§ **WHAT YOU ARE ASKED TO DO**: Exclude pictures; retype the lines below from the line containing "Would you be able to point to the pink flower" through the end of the records, both ends kept.

Dataset excerpts on object pointing:
·····
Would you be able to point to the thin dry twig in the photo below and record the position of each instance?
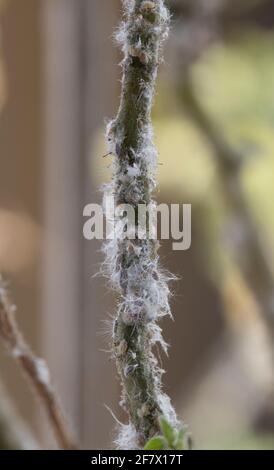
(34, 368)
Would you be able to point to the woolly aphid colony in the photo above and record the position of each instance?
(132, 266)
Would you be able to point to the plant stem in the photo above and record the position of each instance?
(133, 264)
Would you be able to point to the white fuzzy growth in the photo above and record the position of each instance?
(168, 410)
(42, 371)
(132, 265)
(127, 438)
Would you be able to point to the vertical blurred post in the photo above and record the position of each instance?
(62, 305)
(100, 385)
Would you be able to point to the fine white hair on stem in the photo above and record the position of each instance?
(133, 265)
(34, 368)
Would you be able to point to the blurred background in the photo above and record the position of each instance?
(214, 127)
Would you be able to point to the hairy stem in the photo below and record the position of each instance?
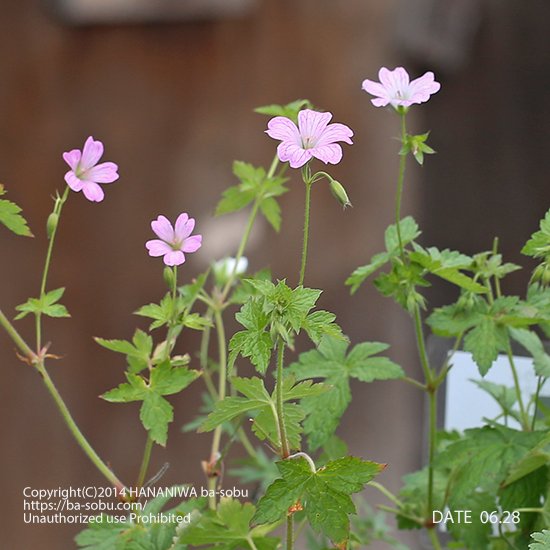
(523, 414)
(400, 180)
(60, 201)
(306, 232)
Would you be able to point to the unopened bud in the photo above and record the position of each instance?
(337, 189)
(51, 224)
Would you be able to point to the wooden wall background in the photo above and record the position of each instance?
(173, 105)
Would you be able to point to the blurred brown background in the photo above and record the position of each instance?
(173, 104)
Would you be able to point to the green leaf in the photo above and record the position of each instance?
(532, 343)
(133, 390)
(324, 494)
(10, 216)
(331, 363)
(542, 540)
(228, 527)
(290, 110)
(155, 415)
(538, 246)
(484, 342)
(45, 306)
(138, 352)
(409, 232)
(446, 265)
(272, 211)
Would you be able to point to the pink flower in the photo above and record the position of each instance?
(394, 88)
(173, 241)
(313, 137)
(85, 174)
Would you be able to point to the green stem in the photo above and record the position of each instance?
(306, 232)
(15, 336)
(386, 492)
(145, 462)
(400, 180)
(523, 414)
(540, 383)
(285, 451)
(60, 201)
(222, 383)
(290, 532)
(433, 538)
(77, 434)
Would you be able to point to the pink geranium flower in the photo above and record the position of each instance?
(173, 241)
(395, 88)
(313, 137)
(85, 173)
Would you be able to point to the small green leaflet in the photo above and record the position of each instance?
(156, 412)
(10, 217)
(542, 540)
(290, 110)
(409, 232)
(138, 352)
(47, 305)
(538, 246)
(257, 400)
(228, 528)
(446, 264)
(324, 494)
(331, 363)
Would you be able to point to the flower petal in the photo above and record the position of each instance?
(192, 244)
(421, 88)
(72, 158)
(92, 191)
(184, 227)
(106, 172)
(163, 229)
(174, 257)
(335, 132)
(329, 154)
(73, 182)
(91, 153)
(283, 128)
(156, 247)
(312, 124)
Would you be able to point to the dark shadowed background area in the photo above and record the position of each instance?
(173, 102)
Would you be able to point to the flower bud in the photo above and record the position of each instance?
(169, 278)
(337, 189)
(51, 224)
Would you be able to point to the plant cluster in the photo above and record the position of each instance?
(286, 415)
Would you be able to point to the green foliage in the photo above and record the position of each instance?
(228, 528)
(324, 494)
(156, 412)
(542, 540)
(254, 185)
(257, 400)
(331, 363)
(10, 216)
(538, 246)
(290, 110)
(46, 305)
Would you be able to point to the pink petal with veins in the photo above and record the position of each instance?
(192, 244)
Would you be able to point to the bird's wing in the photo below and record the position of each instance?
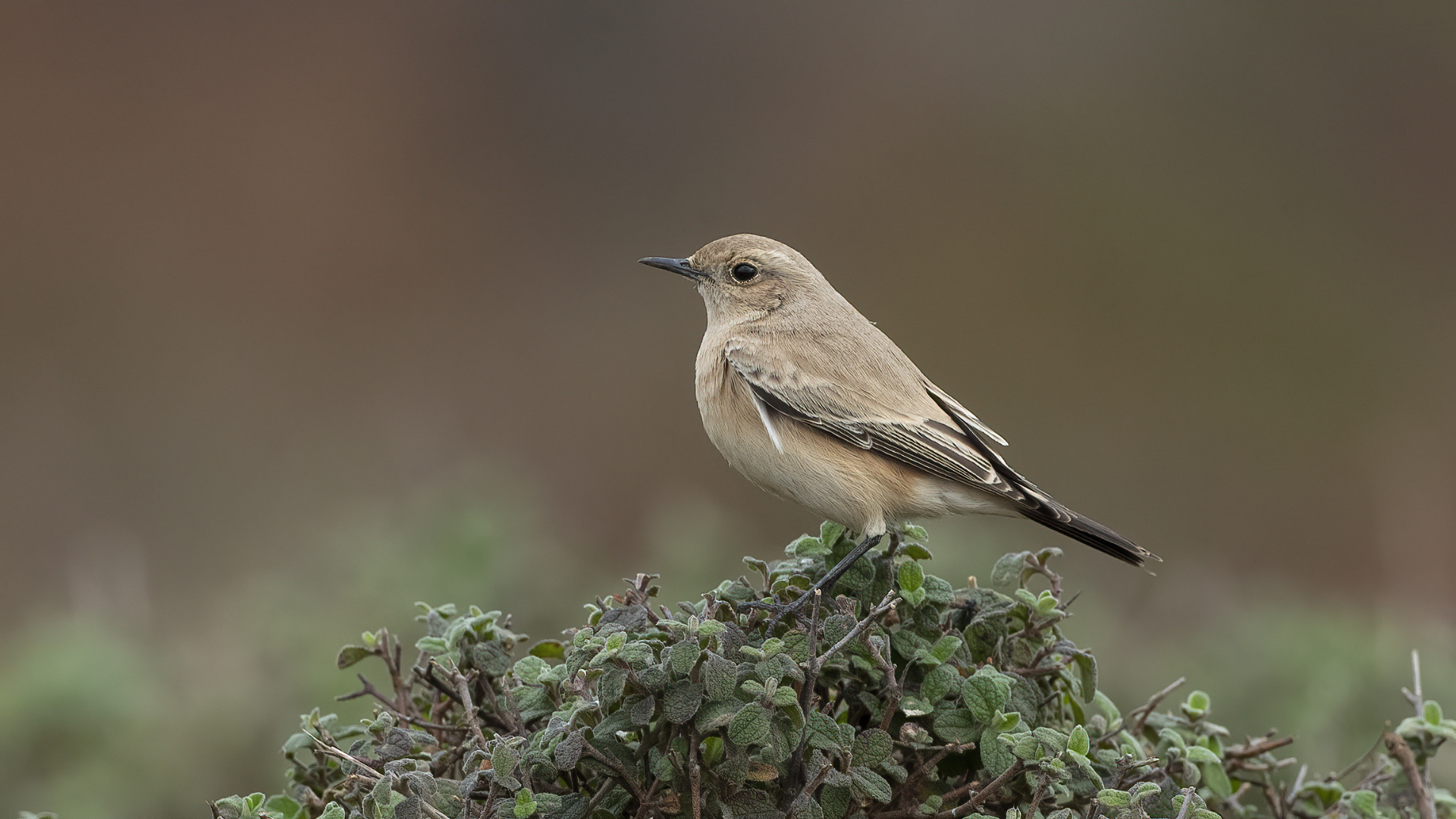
·····
§ **THE COMPLETED TASK**:
Would you be able to point to the pink flower in the photo above and record the position of each instance?
(394, 88)
(173, 241)
(313, 137)
(85, 174)
Would you be able to point to the green stem in the photo above and record the position of each instance?
(306, 232)
(15, 336)
(386, 492)
(145, 462)
(400, 180)
(523, 414)
(540, 383)
(285, 451)
(60, 201)
(222, 383)
(290, 532)
(433, 538)
(77, 434)
Would you be able to point to the pink geranium flower in the photo above and record the position of each instance?
(173, 241)
(395, 88)
(313, 137)
(85, 173)
Would you be able to point to the small green leaflet in the photo above and record the position of each instance?
(156, 412)
(10, 217)
(542, 540)
(290, 110)
(409, 232)
(138, 352)
(47, 305)
(538, 246)
(257, 400)
(228, 528)
(446, 264)
(324, 494)
(331, 363)
Would you be able to point to the flower petal in the photo above and record the position of each instance?
(192, 244)
(421, 88)
(72, 158)
(92, 191)
(184, 227)
(106, 172)
(163, 229)
(174, 257)
(335, 132)
(329, 154)
(73, 182)
(91, 153)
(283, 128)
(156, 247)
(312, 124)
Would you be able to point to the dark shadowed background area in the photo above and record the position of each instance?
(173, 102)
Would you be able to point to the flower bud in the photo above and record the position of each instance?
(169, 278)
(337, 189)
(51, 224)
Would you be able to point to the plant cluster in the photo above and record the position of each instance?
(286, 415)
Would you be able to point to the green foliage in the photo above and record the position of each instance?
(228, 528)
(324, 494)
(156, 412)
(542, 540)
(254, 185)
(257, 400)
(331, 363)
(10, 216)
(538, 246)
(290, 110)
(46, 305)
Would you be able to point to the pink petal with veins in the photo above and record the position of each instance?
(192, 244)
Would you be able to point to the bird's wing in the photo below and record the position of each instance?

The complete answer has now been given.